● **WHAT TO PRODUCE**: In the article about Bashar Wali, which two hospitality companies is he named as founder and CEO of?

● **PROVIDED PASSAGE**:

Bashar Wali believes hotel properties must provide guests a sense of connection

This Assembly and Practice Hospitality's Bashar Wali speaks on the Hotel News Now podcast during the Hotel Data Conference in Nashville, Tennessee. (Rachel Daub)
This Assembly and Practice Hospitality's Bashar Wali speaks on the Hotel News Now podcast during the Hotel Data Conference in Nashville, Tennessee. (Rachel Daub)

NASHVILLE, Tennessee — Bashar Wali believes there's one key element to a positive hotel stay.

Wali has long made his mark in the hospitality industry in the boutique and lifestyle hotel space, formerly with Provenance Hotels and now as founder and CEO of related hospitality companies This Assembly and Practice Hospitality. But he believes the that one vital piece is something that can happen at any hotel.

"I only remember [a hotel stay] when someone goes out of their way and genuinely cares," he said on the latest episode of the Hotel News Now podcast.

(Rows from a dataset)
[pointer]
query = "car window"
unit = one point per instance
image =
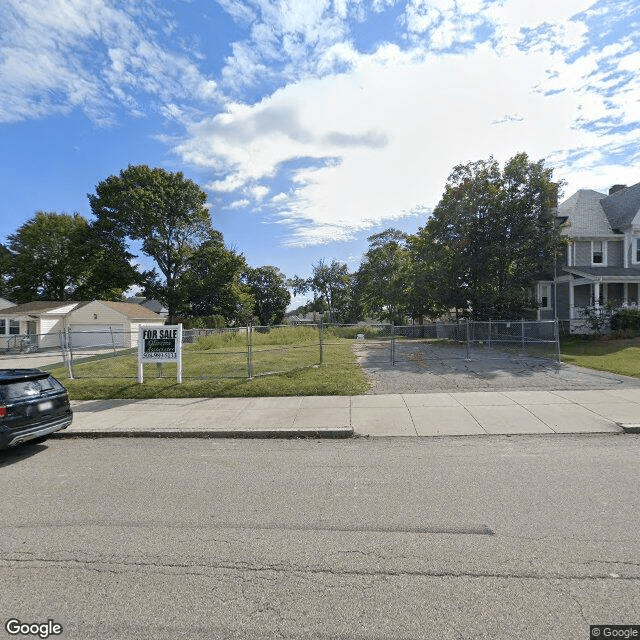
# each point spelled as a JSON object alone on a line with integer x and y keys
{"x": 28, "y": 388}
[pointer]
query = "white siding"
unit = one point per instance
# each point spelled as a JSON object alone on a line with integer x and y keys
{"x": 135, "y": 324}
{"x": 49, "y": 329}
{"x": 105, "y": 316}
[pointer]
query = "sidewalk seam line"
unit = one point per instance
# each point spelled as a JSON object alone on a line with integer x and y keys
{"x": 413, "y": 422}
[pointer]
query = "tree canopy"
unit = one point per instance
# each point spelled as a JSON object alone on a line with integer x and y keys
{"x": 268, "y": 286}
{"x": 56, "y": 256}
{"x": 491, "y": 234}
{"x": 329, "y": 282}
{"x": 163, "y": 210}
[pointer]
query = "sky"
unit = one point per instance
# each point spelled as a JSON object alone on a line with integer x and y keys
{"x": 311, "y": 124}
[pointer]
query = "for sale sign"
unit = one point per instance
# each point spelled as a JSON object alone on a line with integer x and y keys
{"x": 160, "y": 344}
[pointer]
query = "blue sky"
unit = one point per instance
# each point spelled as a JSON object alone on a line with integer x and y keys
{"x": 311, "y": 124}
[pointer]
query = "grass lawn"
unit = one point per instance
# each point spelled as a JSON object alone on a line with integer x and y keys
{"x": 285, "y": 362}
{"x": 616, "y": 356}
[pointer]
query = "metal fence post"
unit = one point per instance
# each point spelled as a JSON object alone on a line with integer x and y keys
{"x": 113, "y": 341}
{"x": 249, "y": 351}
{"x": 468, "y": 336}
{"x": 393, "y": 347}
{"x": 70, "y": 347}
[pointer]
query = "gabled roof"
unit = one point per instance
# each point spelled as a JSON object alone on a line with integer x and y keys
{"x": 41, "y": 307}
{"x": 131, "y": 310}
{"x": 622, "y": 206}
{"x": 585, "y": 215}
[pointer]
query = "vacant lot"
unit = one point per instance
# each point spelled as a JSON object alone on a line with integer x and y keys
{"x": 425, "y": 366}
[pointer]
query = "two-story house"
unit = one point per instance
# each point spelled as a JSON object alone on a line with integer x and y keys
{"x": 602, "y": 259}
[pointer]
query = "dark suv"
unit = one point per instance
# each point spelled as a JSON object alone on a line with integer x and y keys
{"x": 33, "y": 404}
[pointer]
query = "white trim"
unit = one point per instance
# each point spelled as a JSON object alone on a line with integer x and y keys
{"x": 604, "y": 254}
{"x": 635, "y": 246}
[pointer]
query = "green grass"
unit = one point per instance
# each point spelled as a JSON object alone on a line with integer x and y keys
{"x": 616, "y": 356}
{"x": 216, "y": 366}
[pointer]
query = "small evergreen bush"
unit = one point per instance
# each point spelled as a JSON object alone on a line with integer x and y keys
{"x": 626, "y": 320}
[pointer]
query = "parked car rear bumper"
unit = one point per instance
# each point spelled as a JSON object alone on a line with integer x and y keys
{"x": 12, "y": 438}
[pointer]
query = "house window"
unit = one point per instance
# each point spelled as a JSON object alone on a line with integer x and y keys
{"x": 545, "y": 296}
{"x": 598, "y": 252}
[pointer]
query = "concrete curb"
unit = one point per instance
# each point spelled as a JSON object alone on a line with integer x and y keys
{"x": 629, "y": 427}
{"x": 328, "y": 433}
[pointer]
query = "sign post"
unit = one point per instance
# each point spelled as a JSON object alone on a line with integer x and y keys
{"x": 160, "y": 344}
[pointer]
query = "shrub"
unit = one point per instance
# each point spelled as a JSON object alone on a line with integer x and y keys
{"x": 626, "y": 320}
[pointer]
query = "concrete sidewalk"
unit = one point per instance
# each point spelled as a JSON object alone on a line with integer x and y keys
{"x": 432, "y": 414}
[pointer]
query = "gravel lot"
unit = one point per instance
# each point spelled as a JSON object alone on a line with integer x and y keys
{"x": 422, "y": 367}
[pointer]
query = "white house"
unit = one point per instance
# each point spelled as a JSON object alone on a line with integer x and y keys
{"x": 601, "y": 263}
{"x": 40, "y": 324}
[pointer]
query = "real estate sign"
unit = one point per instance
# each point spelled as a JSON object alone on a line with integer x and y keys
{"x": 160, "y": 344}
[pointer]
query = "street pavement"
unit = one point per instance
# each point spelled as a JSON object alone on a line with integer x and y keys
{"x": 422, "y": 415}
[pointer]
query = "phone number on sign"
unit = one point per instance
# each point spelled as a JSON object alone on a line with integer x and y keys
{"x": 160, "y": 356}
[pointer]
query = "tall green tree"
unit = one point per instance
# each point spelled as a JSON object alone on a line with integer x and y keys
{"x": 494, "y": 231}
{"x": 5, "y": 271}
{"x": 384, "y": 276}
{"x": 271, "y": 294}
{"x": 330, "y": 283}
{"x": 165, "y": 211}
{"x": 56, "y": 256}
{"x": 211, "y": 284}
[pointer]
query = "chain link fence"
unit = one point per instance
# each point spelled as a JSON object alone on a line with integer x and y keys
{"x": 247, "y": 352}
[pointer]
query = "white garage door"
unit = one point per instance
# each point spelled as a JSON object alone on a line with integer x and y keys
{"x": 98, "y": 335}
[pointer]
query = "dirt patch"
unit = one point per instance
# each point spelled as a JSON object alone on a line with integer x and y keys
{"x": 423, "y": 367}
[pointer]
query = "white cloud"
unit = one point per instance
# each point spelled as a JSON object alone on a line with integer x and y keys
{"x": 378, "y": 142}
{"x": 59, "y": 55}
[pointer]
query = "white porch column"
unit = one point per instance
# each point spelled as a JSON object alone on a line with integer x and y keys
{"x": 571, "y": 298}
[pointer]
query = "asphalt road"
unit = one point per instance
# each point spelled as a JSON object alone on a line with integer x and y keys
{"x": 491, "y": 537}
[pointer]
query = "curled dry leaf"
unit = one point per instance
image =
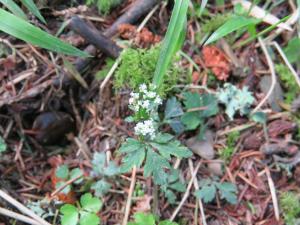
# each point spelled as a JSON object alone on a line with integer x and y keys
{"x": 280, "y": 127}
{"x": 143, "y": 204}
{"x": 217, "y": 61}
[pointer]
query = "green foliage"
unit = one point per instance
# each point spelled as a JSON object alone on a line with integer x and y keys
{"x": 290, "y": 207}
{"x": 226, "y": 153}
{"x": 104, "y": 172}
{"x": 25, "y": 31}
{"x": 65, "y": 174}
{"x": 86, "y": 214}
{"x": 198, "y": 108}
{"x": 109, "y": 62}
{"x": 210, "y": 187}
{"x": 138, "y": 66}
{"x": 172, "y": 114}
{"x": 155, "y": 156}
{"x": 148, "y": 219}
{"x": 2, "y": 145}
{"x": 235, "y": 23}
{"x": 214, "y": 22}
{"x": 235, "y": 100}
{"x": 288, "y": 82}
{"x": 292, "y": 50}
{"x": 172, "y": 42}
{"x": 104, "y": 6}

● **COMPLETED TASK**: This Assembly and Practice Hospitality.